PROMPT
The whole listing below is to be copied exactly.

STUDY MATERIAL
***

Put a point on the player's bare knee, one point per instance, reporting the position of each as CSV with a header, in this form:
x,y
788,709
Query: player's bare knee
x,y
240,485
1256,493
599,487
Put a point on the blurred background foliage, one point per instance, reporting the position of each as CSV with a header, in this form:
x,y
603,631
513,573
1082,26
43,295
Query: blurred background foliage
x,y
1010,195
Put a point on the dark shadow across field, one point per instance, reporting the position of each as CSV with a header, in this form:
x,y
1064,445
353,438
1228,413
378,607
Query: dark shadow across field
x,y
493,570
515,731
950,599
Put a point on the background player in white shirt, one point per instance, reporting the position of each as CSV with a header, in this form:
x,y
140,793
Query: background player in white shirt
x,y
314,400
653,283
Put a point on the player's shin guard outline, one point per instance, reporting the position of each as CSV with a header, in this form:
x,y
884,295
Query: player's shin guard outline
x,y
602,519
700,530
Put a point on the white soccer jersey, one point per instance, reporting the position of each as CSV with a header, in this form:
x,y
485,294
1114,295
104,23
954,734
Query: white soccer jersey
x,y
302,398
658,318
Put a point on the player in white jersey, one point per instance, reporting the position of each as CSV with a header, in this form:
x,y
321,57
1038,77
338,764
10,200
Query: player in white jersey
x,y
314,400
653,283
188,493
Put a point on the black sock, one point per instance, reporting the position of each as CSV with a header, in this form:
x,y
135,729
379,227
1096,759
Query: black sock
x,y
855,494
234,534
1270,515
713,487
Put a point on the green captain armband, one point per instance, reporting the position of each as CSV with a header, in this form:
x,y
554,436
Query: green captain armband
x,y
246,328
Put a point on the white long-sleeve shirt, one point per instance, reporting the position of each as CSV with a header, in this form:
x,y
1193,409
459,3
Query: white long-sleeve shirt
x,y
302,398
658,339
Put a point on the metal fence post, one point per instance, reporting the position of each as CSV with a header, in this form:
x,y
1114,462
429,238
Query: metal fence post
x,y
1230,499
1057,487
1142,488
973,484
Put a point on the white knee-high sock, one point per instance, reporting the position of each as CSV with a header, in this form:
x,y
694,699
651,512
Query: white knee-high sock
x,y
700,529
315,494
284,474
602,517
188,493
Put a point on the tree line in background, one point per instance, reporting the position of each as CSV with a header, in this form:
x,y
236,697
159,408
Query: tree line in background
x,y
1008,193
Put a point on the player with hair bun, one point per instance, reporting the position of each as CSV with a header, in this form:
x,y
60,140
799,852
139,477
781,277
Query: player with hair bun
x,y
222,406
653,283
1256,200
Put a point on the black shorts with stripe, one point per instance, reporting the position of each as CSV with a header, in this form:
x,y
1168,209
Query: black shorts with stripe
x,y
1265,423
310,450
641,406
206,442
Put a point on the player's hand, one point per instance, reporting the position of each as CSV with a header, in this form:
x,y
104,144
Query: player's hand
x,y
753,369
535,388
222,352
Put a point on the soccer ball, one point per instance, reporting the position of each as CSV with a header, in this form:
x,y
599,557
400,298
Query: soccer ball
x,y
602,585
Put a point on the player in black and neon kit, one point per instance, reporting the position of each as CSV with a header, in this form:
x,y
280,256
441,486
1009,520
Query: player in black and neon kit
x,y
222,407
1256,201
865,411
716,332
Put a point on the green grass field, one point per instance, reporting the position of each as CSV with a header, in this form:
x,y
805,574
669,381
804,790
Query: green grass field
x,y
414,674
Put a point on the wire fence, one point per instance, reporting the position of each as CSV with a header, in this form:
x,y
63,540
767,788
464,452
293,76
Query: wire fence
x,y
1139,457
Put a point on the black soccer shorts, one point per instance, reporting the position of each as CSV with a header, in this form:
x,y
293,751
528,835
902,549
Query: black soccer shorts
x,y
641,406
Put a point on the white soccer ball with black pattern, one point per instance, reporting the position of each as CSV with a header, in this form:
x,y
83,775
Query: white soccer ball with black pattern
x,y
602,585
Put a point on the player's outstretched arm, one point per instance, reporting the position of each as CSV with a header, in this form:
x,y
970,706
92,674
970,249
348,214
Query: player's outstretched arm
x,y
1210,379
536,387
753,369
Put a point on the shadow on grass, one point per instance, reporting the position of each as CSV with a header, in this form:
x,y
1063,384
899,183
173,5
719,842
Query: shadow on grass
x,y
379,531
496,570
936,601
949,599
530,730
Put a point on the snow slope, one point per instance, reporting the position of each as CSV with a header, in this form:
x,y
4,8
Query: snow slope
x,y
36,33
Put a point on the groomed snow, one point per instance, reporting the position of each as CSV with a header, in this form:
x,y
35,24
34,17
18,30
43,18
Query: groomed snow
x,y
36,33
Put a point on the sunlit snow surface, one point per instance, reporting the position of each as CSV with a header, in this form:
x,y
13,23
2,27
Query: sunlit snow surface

***

COMPLETED TASK
Put a point on the player's bare knee, one point per instance, reporting the position of each as CSV with a header, in this form:
x,y
788,709
Query: player's bare knee
x,y
240,485
1256,493
599,487
Put a point on the blurred background foliage, one point per instance, reporting the position of each as CSV with a header, in this form:
x,y
603,631
513,573
1082,26
43,295
Query: blurred background foliage
x,y
1010,195
Put a point on the dark shadow across field, one point per instance, reporting the position of each as CSV with a header, in this form:
x,y
1064,445
353,438
1228,413
378,607
Query: dark shadow across field
x,y
493,570
515,731
950,599
Put a point on the background player in white shirt, one point per instance, reporting the position of each as CSV with a header, in this form:
x,y
140,793
Query: background player in white shirt
x,y
314,400
653,283
Put a point on the player's shin guard outline, one point per instance, reporting the position of each as CSV with a header, in this form:
x,y
884,295
Query: player's shin guard outline
x,y
602,519
700,530
Put a point on the white soccer jersey, one point per instance, reporting the position of each as CSV with a header, in this form:
x,y
485,294
1114,295
104,23
954,734
Query: white soccer jersey
x,y
302,398
658,318
Put a point on the player in white jersey, one point per instance, reporting the position of each as CSV with a header, in this form:
x,y
321,57
1038,77
338,764
10,200
Query: player in white jersey
x,y
314,400
653,283
188,493
Put a point on the black sock, one point per instance, reporting the position of each as CSV with a header, in this form:
x,y
135,729
379,227
1096,759
Query: black sock
x,y
855,494
234,534
1270,515
713,487
Put a point on the green captain armband, one point per instance, reporting the position of each as CSV with a header, in this form:
x,y
554,436
Query: green captain armband
x,y
246,328
Put a point on the white long-sleeve shirt, one point per instance, reporting the position of each as CSV with a header, in this form:
x,y
1193,409
459,3
Query: white long-sleeve shirt
x,y
302,398
658,339
Put a point on the metal fence post, one point per instance, reporting the position of each as CSV with a header, in this form:
x,y
1114,462
429,238
Query: metal fence post
x,y
1230,499
1057,487
1142,488
973,484
Put a point on the white knee-high sock, one point per instance, reporting the position of each as CSV with a header, in this form:
x,y
694,699
651,512
Query: white knee-high sock
x,y
700,529
315,494
284,474
602,517
188,493
Put a point on the tree line in background, one point per instance, reporting the position of each as CSV with a header, in this form:
x,y
236,697
159,408
Query: tree line in background
x,y
1008,193
Put a point on the player with hair bun, one point per instance, reporting the position of each as CSV with a header, in this form:
x,y
60,140
799,852
139,477
781,277
Query: player with hair bun
x,y
222,406
653,283
1256,200
Put a point on the black shorts with stripe, one point per instance, reporting the position of each as CSV with a header, in this form:
x,y
1168,209
Query: black shorts with stripe
x,y
1265,423
310,450
641,406
206,442
Put a point on the player's hand, one point per instance, reporting the position of each as CSV with a header, in this form:
x,y
104,144
Query: player's hand
x,y
753,369
535,388
222,352
Put a point on the soccer ball, one point per instance, reporting the position of each as CSV with a header, in this form:
x,y
599,557
400,298
Query: soccer ball
x,y
602,585
Put a point on the player in black and neon kit, one point per instance, reporting the position of each as CSV with a header, in this form:
x,y
280,256
441,486
1009,520
Query: player in black and neon kit
x,y
222,407
1256,201
865,411
716,332
Put a point on the green grass field, one point per instance, reporting the position of each as CSV with a header, in this form:
x,y
805,574
669,381
804,790
Query: green grass field
x,y
414,674
Put a point on the wire fence, one point per instance, reporting the position of each as CSV with a header, in this form:
x,y
63,540
767,788
464,452
293,76
Query: wire fence
x,y
1139,457
Put a point on the black soccer shorts, one point per instance, reporting the position of each as CSV with a header, in this form:
x,y
293,751
528,835
902,549
Query: black soccer shorts
x,y
641,406
Put a point on the white soccer ball with black pattern, one point per instance, reporting the position of each as CSV with a header, in this form:
x,y
83,775
Query: white soccer ball with black pattern
x,y
602,585
Put a point on the player's outstretched arm, one point per instance, reporting the position of each as CSV with a header, in this form:
x,y
970,706
92,674
970,249
348,214
Query: player's outstretched arm
x,y
1210,379
536,387
753,369
Put a point on the shadow on grass, one point per instance, reporting the position of each as CSV with a header, in this form:
x,y
1063,384
899,183
173,5
719,842
Query: shadow on grass
x,y
379,531
496,570
936,601
949,599
530,730
Put a point on the snow slope, one point per instance, reporting the position of each as CSV with a header, in this form:
x,y
4,8
Query: snow slope
x,y
36,33
Put a point on the groomed snow, one point per instance, reporting the position of each as CSV with a header, in this form:
x,y
35,24
34,17
18,30
43,18
Query: groomed snow
x,y
36,33
Put a point on the sunlit snow surface, one point per instance, reporting the position of each as CSV with a header, in this form:
x,y
13,23
2,27
Query: sunlit snow surface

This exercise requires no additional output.